## Assignment
Return only the tail of the data below, word for word: the line with "Can you see the woman's arm?" and each line after it through the final one.

[Items listed in a dataset]
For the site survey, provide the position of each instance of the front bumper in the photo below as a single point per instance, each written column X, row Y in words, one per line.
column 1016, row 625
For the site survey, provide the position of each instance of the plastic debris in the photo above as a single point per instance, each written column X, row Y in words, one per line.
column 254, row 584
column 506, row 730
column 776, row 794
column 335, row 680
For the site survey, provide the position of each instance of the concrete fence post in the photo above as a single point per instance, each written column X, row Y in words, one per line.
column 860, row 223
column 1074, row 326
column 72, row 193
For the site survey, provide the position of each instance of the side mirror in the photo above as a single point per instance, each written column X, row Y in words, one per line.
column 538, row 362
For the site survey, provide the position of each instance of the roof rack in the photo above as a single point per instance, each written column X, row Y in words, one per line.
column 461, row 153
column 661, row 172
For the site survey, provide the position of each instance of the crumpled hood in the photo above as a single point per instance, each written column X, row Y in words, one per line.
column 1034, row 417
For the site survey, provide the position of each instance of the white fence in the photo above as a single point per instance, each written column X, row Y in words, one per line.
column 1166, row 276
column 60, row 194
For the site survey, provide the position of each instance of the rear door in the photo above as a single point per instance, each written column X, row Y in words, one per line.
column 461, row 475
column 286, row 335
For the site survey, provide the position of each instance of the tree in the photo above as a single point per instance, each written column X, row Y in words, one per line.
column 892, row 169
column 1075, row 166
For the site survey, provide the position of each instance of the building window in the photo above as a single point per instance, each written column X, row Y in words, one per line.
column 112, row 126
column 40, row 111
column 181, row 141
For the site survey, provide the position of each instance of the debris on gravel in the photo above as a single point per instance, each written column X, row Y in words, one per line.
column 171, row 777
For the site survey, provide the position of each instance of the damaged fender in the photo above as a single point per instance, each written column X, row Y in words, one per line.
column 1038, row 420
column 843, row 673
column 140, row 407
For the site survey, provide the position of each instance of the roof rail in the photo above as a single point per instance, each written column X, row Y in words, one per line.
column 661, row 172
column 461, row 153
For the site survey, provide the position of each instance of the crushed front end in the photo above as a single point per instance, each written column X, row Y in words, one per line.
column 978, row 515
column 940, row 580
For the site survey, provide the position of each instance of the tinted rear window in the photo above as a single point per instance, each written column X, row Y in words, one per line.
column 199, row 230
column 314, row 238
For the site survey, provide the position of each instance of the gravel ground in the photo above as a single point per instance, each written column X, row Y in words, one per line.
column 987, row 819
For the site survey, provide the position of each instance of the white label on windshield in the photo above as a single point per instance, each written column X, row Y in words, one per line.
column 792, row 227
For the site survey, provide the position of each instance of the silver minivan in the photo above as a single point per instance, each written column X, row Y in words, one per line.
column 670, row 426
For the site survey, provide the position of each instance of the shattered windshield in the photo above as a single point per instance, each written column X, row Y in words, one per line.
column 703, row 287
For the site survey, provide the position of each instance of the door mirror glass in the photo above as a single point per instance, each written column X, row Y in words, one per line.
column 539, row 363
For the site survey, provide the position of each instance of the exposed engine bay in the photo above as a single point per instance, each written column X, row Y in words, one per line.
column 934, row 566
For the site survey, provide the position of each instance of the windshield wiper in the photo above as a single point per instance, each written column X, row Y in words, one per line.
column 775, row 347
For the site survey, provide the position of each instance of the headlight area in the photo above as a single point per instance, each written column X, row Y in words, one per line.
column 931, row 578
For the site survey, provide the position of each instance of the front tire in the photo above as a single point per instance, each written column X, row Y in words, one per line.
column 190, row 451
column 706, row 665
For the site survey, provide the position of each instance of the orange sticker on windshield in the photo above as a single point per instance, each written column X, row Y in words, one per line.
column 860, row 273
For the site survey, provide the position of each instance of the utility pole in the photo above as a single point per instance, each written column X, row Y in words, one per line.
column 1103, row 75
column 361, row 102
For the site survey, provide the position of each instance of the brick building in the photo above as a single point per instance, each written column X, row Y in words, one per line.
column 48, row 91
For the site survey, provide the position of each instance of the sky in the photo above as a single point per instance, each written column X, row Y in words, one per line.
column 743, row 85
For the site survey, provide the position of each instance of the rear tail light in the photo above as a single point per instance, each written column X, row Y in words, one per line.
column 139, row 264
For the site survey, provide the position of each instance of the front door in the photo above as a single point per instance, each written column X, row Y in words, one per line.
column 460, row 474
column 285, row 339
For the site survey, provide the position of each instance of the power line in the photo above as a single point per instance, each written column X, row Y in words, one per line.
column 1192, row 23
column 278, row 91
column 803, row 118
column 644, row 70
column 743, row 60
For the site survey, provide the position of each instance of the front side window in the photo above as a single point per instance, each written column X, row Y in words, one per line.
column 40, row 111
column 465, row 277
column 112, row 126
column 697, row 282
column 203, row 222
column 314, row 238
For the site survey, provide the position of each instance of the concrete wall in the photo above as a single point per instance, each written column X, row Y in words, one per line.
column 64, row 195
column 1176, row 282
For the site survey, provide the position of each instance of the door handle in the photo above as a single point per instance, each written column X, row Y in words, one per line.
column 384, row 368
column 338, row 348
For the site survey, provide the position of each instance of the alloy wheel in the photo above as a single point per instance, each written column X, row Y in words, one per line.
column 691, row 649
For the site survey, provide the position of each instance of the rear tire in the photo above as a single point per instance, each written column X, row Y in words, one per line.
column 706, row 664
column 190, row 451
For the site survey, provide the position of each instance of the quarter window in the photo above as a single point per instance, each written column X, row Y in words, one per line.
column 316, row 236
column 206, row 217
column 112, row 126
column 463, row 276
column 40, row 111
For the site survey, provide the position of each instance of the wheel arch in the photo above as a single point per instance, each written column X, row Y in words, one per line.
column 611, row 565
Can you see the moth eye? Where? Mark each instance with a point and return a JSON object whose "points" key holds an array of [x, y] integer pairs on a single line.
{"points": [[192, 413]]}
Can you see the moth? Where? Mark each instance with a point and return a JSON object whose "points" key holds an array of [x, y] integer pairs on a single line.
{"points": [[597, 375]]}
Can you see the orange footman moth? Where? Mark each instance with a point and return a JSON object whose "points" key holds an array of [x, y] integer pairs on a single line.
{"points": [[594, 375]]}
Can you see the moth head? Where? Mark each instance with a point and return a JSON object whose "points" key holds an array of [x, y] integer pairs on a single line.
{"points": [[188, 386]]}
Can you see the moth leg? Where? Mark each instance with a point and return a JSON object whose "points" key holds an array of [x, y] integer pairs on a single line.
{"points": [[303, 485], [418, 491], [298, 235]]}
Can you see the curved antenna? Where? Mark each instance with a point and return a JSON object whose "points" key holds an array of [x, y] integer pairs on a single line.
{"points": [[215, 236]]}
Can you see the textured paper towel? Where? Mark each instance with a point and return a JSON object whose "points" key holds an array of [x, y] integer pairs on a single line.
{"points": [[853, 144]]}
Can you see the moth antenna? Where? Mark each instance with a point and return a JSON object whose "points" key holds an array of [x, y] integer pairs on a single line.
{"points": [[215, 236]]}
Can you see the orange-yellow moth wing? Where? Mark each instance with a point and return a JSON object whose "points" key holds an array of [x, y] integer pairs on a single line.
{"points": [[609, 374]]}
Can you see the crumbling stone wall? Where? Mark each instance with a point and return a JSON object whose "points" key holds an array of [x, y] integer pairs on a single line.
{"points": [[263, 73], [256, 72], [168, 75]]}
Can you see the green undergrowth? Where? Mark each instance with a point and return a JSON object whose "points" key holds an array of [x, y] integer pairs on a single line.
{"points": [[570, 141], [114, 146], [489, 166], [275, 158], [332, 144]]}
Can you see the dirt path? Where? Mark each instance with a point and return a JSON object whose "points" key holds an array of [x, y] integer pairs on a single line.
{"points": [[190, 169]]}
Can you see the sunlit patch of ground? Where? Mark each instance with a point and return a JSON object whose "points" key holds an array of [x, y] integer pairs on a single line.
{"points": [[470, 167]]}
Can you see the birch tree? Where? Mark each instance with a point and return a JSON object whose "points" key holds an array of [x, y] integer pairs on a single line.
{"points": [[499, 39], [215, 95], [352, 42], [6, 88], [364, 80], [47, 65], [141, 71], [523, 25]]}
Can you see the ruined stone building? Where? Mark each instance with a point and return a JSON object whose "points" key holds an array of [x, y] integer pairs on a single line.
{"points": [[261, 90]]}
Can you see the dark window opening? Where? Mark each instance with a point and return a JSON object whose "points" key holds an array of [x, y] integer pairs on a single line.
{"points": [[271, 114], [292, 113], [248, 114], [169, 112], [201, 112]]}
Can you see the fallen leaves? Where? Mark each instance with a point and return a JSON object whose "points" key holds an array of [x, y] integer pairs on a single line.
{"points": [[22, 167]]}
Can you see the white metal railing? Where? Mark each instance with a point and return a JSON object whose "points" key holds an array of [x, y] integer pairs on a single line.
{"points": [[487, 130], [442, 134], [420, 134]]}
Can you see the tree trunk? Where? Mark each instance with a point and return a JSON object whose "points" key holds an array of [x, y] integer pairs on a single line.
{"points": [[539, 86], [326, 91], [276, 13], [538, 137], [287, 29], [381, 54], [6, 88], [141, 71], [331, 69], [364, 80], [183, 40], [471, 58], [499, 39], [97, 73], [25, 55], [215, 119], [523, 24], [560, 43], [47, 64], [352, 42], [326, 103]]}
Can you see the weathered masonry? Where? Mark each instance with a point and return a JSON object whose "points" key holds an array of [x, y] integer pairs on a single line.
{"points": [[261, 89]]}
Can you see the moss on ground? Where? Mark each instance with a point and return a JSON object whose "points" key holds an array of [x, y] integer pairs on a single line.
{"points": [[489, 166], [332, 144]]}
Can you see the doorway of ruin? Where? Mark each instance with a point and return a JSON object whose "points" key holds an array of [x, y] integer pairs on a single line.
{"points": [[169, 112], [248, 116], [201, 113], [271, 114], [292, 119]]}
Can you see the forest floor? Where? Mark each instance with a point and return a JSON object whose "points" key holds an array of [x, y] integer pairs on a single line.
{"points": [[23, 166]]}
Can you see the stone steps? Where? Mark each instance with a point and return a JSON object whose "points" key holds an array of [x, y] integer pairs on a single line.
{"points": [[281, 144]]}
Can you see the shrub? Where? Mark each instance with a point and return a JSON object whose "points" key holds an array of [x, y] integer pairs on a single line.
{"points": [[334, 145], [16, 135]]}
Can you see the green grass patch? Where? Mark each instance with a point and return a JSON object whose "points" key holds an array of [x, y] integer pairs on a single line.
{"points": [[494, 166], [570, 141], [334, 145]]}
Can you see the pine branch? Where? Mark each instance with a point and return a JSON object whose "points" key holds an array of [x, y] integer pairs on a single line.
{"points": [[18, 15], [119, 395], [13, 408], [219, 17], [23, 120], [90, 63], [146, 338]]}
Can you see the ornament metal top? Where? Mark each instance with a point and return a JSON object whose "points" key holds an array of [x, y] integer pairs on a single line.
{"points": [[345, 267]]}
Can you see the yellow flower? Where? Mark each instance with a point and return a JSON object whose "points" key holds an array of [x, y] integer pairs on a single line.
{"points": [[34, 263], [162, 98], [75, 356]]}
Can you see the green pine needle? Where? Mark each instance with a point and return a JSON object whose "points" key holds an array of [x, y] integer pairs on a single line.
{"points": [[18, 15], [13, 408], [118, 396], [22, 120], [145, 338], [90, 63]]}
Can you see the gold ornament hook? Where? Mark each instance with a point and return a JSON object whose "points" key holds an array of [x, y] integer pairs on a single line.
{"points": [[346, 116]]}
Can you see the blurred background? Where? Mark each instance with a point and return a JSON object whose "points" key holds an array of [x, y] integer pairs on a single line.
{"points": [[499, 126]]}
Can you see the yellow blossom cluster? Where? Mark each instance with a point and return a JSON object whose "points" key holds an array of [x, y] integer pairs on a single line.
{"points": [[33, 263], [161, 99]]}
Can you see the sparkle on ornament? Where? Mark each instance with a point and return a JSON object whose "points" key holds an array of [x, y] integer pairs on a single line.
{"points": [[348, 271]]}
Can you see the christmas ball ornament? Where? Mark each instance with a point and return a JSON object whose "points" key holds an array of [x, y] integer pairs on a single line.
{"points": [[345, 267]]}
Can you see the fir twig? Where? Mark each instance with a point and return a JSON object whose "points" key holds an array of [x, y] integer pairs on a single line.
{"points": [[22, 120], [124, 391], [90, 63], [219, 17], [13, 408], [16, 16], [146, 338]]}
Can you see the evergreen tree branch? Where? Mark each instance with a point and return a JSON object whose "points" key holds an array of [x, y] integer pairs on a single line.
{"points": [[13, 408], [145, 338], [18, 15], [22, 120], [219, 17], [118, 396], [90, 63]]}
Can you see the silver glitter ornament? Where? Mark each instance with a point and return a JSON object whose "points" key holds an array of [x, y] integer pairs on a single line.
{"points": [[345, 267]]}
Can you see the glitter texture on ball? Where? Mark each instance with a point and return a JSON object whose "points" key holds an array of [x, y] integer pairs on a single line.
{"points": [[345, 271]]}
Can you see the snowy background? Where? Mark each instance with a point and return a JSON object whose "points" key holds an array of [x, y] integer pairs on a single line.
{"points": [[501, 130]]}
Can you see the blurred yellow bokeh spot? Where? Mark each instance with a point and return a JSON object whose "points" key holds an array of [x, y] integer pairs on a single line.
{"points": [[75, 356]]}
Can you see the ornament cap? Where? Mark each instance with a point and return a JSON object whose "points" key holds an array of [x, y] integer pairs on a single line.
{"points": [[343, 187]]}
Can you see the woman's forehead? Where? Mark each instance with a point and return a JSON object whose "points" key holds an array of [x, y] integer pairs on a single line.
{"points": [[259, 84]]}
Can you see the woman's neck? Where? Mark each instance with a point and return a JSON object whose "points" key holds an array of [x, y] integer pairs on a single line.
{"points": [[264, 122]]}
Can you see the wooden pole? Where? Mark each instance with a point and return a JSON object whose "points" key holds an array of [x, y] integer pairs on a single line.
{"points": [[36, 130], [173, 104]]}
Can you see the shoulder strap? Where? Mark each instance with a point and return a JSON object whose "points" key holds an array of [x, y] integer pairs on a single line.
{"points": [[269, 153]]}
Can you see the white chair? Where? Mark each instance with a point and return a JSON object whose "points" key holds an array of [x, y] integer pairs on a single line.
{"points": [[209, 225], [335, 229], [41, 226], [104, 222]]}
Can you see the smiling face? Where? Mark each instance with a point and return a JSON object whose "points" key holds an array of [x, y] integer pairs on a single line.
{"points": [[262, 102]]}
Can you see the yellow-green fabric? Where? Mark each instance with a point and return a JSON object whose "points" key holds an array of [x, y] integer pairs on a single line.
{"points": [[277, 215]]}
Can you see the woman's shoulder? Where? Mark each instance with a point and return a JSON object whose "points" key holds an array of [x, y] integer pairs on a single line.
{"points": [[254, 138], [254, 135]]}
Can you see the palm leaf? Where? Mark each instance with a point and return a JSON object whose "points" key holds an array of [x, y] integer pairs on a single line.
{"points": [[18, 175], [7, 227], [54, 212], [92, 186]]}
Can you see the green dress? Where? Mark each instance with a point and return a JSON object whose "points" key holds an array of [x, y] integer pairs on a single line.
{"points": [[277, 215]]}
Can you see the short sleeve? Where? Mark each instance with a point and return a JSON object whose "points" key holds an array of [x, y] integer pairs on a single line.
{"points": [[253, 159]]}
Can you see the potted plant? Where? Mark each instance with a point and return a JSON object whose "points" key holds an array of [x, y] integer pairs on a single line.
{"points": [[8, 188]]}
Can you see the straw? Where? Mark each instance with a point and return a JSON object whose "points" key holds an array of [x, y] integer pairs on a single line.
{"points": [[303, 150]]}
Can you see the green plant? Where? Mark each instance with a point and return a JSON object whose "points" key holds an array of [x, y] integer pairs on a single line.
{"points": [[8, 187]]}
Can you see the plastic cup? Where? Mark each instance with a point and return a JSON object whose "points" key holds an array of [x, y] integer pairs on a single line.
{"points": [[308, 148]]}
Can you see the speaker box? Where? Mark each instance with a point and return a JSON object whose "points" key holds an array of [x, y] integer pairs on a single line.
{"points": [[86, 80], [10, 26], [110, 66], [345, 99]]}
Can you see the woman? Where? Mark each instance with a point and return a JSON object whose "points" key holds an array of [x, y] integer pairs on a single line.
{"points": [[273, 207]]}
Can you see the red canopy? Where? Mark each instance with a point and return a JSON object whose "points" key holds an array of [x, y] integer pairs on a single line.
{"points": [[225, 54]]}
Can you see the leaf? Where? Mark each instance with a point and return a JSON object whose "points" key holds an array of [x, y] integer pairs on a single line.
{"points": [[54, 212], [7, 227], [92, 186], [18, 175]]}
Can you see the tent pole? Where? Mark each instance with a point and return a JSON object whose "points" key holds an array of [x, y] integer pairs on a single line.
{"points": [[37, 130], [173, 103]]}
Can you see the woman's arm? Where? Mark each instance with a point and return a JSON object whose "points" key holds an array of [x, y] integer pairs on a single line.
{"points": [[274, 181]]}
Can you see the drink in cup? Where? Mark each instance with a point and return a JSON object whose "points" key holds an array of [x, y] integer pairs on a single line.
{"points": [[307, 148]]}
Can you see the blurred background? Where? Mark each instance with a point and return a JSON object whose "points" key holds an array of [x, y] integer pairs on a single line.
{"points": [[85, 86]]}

## Response area
Can you see the woman's arm? Where? Mark each instance with a point and return a JSON object whose "points" key holds an array of [x, y] integer pairs on a single line.
{"points": [[274, 181]]}
Can you see the drink in cup? Where? Mark each instance with a point and return a JSON object whose "points" key holds an array of [x, y] integer pairs on a single line.
{"points": [[307, 148]]}
Can you see the blurred background? Where? Mark each instance with a point and return a JSON object whose "points" key holds an array of [x, y] integer pairs on a single line.
{"points": [[85, 86]]}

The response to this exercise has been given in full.